--- WORK TO COMPLETE ---
a) Can you set down, word for word, the part of the blog post about Donna below that falls between "Yesterday, Donna told" and "he loved it.", inclusive?
b) What would come next in the blog post about Donna's blankets below? Write the next part, starting right after its last sentence.

--- PROVIDED PASSAGE ---
-----

Exciting stuff going on! I'll have to post an update, but not tonight. I'm headed to bed but I'll leave you with one more bit of great news.... Amy got offered a job at the same place where I'm now working! Woot!!!

Sunday, April 1, 2012

Amazing Donna

Yesterday was the annual Kyrie Krop to raise funds for pediatric brain cancer research. You can read a recap here of last year's event where "Amazing Donna" received an award for the role she plays for the Kyrie Foundation. Donna makes blankets for local children (and others) who are suffering from different forms of childhood cancers. Donna has even sent blankets to Australia. After she receives the information regarding the child, and permission from the parents, she goes to work creating magic. Magic in the form of fleece, embroidery, and a lot of love.

Magic for parents who have something tangible to hold and to cherish during trying times, times of joy, and times of sorrow. Not all of the children who receive blankets survive. Their parents have another memory in the form of a blanket to show that their child was loved and mattered.

Yesterday, Donna told several stories of children from the past year. One, a boy - a young man, really - was into camo and "manly" things. She wasn't sure what he'd do with a fleece blanket but she sent him one anyway. It had hunting themed items embroidered on it. He proudly threw it around his shoulders and wore it all around. When he opened the package, he said "I don't even know these people and they're sending me a package." Another child received a hat and a blanket. Later, she told Donna that nurses from other floors came to her room specifically to see her blanket. That made her feel so special! Donna also makes blankets for the siblings of affected children. One mother shared how the little brother didn't understand why his sister was gone so much and why she got so much attention. Donna made him his own blanket and he loved it.

In a private conversation with me, Donna shared how some of the children's parents spend so much money on their care that they often cannot afford to celebrate milestones in their children's lives... birthdays. Donna puts together portable birthday parties for these children and delivers them to the schools or hospitals or where ever the recipient might be. I was really touched by this because Donna does all of this without any financial reimbursement from the parents. She buys the fleece, she sews the blankets, and then she either delivers or mails them - covering all of the expenses on her own. On top of the blankets, she also takes care of the expenses involved in the portable birthday parties. I said that I wanted to be a part of these celebrations and if she'd let me know, I would be thrilled to provide a Thirty-One cinch sack. She just happened to know of a child with a celebration coming up. My first recipient is a young girl who has had at least one cranial surgery. She's "all girl" and will love receiving a pink ruffled cinch sack in her birthday box. I can't wait to get it in the mail so I can send it to Donna, who will personalize it and deliver it to Hanah.

-----

--- SOURCE INFORMATION ---
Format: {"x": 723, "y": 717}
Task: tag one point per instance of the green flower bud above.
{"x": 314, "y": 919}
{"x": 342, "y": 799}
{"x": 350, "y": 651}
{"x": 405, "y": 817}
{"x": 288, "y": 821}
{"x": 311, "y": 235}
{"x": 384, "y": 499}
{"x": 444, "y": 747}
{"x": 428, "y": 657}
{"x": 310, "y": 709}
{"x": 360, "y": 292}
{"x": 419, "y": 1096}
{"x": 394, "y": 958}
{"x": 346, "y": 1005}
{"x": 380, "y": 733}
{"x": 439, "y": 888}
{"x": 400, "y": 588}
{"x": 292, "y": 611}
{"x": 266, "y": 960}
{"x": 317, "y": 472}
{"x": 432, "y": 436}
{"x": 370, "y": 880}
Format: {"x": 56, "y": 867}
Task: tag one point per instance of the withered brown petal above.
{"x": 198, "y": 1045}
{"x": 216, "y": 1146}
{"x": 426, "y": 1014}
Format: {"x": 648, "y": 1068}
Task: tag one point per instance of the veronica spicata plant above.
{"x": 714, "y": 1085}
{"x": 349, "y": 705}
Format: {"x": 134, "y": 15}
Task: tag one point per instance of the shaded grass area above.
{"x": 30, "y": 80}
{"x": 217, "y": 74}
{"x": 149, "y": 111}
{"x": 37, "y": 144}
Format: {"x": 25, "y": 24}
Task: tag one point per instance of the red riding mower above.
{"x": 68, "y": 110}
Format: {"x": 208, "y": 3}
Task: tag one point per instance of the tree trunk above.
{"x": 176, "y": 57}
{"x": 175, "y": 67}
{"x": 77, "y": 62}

-----

--- ANSWERS ---
a)
Yesterday, Donna told several stories of children from the past year. One, a boy - a young man, really - was into camo and "manly" things. She wasn't sure what he'd do with a fleece blanket but she sent him one anyway. It had hunting themed items embroidered on it. He proudly threw it around his shoulders and wore it all around. When he opened the package, he said "I don't even know these people and they're sending me a package." Another child received a hat and a blanket. Later, she told Donna that nurses from other floors came to her room specifically to see her blanket. That made her feel so special! Donna also makes blankets for the siblings of affected children. One mother shared how the little brother didn't understand why his sister was gone so much and why she got so much attention. Donna made him his own blanket and he loved it.

b)
I'm stoked. I know it's not much but it will make me feel so good to be a part of such a worthy endeavor. I know that God will use my humble offering to bless others and I will also be blessed. Instead of sending just one cinch sack to her, I'm going to send two extras - one for a boy and one for another girl. That way, if something comes up that comes as a surprise, Donna can personalize the bag (she adds Kyrie's angel to everything) and deliver to the child as a surprise.

God is so good. Be so thankful for the little ones in your lives - and the ones who have grown who were once little. So much can happen in such a short period of time. One of the children who recently received a blanket is a baby girl who contracted melanoma in her mother's womb. (Her mother had been on the police force of a local community but had moved to Arizona.) Sadly, the mother has passed away and the baby is not expected to live much past her second birthday. Her father was deeply touched by the blanket gift and wrote Donna a note that said, in part, "It's a good thing you're doing. Keep it up." Donna said it was a typical "man" note - short, sweet, and to the point - but she could tell that he was very appreciative.